--- Source extract ---
Brandon Walsh

From Gaming to Writing

Posted in: video games 
Crossposted to the Scholars' Lab blog.

Michael Levenson, my dissertation director, always had great ice breakers. I most remember one that opened a graduate class on Henry James and Joseph Conrad: “What do you read for?” Separate from research questions per se, this was an invitation to think about what made a passage pop to us, what was at the core of our interest in particular topics. I remember saying that I often found myself writing about problems, puzzles at the core of passages that didn’t make sense. A friend noted how he was drawn to conflict and politics. Another cited interpersonal relations as the thing that drew them in. I marveled at how rarely I thought about the foundational interests in my research areas. What is it that makes one put down the book and pick up the pen?

For over two years now I’ve been writing for Backlog, “a video game newsletter for people who are behind on videogames.” Writing about a different subject for a public audience has been invigorating, not least because it forces me into new topics than I would otherwise have posted on in this space. Now that I’ve published to Backlog ten times (with an eleventh piece on the way), I thought I might take the opportunity to step back and apply Levenson’s exercise to my writing on video games. It’s easy enough to pick out the genres of games that I like: role playing, Soulsborne, and simulations to name a few. But, besides play, what drives my curiosity? What makes me put down the controller and text Backlog’s editor with an idea? In what follows I’ll take my list of publications, group them loosely based on topic, and offer a few quick observations.

Self-reflection

My essay on Sekiro and its connections to therapy was the piece that editor Grayson Morley first asked me to share to Backlog. That work also laid down one consistent throughline in my games writing. What do games teach us about ourselves? Returnal struck me for its dreamlike exploration of trauma and grief. And my experience of Skyrim was largely one in which I wanted to ignore the game’s chosen narrative and write my own, quieter story. Games that make you think about ourselves are often the ones that stick with me once the controller is laid to rest and the console cools down.

Genre machines

Genre is often the first way many of us find games, and it structures so much of the gaming experience. I often find myself interested in those moments when genre is laid bare, when a game is so transparently generic that its core feels hollow or shattered into pieces. Triangle Strategy struck me as genre in search of a narrative. I found my inspiration for a forthcoming piece on the free-to-play game Royal Match in its absurdly generic advertisements featuring celebrities who appeared to be forced to read the same script against their will. What’s left of a game when it’s all genre, all the way down?

The weird

In the last moments of Subnautica, my scuba diving game forgot what water was. I spent hours trying to get out of a pit because my character was the only thing that had forgotten how to swim on a water planet. On Tiktok, players of The Sims chronicle their attempts populating their homes with hellish, glitchy monsters and murder victims. Games are strange. People make them stranger. When things get odd I get writing. Anyone who has played D&D with me will find this no surprise–I tend towards chaos and developing very bizarre characters.

--- Provided information ---

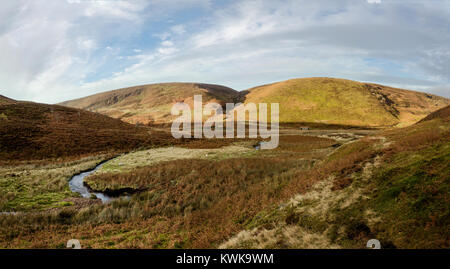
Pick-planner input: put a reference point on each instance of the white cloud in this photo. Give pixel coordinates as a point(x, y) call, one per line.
point(48, 50)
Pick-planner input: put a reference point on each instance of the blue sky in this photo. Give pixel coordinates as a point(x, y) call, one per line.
point(55, 50)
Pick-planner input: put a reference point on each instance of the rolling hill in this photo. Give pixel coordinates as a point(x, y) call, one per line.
point(339, 101)
point(306, 100)
point(32, 131)
point(150, 103)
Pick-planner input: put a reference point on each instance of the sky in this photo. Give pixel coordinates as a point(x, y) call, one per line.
point(57, 50)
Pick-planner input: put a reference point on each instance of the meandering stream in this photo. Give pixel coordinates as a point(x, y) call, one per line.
point(76, 184)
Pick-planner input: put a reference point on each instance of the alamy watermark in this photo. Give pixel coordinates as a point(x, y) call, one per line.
point(213, 126)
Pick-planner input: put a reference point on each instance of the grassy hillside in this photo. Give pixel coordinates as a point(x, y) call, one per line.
point(346, 102)
point(394, 187)
point(31, 131)
point(151, 103)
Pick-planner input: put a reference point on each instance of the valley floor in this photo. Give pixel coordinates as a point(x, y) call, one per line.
point(318, 189)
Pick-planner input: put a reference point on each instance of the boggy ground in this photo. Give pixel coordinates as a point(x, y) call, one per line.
point(191, 196)
point(318, 189)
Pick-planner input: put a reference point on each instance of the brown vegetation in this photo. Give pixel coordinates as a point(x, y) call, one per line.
point(31, 131)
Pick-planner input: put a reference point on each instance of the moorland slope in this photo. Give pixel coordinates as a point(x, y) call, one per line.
point(346, 102)
point(151, 103)
point(32, 131)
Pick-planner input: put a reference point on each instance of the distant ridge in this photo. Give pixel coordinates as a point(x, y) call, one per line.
point(33, 131)
point(347, 102)
point(150, 103)
point(443, 113)
point(318, 100)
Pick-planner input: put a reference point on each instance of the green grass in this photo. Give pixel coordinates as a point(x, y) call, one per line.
point(323, 100)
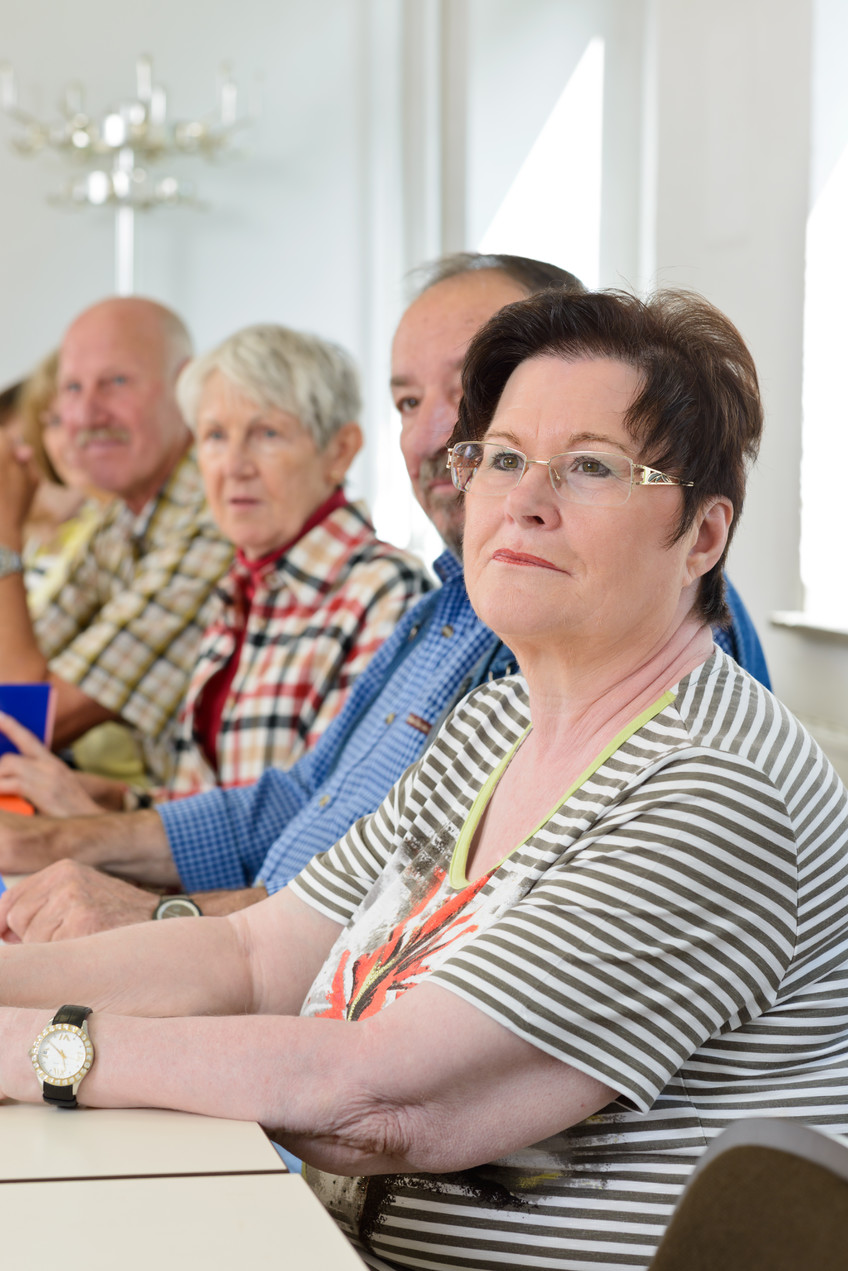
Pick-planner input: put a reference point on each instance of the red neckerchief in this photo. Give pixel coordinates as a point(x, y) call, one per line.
point(209, 708)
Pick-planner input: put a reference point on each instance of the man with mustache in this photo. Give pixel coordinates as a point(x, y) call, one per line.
point(247, 843)
point(121, 637)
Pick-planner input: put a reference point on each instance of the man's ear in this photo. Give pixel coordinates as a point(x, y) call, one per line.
point(710, 535)
point(342, 450)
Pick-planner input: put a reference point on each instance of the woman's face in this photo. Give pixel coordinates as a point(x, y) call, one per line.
point(546, 572)
point(262, 470)
point(61, 450)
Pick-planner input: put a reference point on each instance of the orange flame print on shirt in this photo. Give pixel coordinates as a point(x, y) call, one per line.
point(394, 965)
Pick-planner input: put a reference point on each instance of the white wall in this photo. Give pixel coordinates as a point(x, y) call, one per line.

--- Exercises to complete ---
1 – According to the post, who first asked for the essay on Sekiro and therapy to be shared to Backlog?
2 – From the post, return the stretch from "Michael Levenson, my" through "up the pen?".

--- Responses by item number ---
1 – Backlog's editor, Grayson Morley.

2 –
Michael Levenson, my dissertation director, always had great ice breakers. I most remember one that opened a graduate class on Henry James and Joseph Conrad: “What do you read for?” Separate from research questions per se, this was an invitation to think about what made a passage pop to us, what was at the core of our interest in particular topics. I remember saying that I often found myself writing about problems, puzzles at the core of passages that didn’t make sense. A friend noted how he was drawn to conflict and politics. Another cited interpersonal relations as the thing that drew them in. I marveled at how rarely I thought about the foundational interests in my research areas. What is it that makes one put down the book and pick up the pen?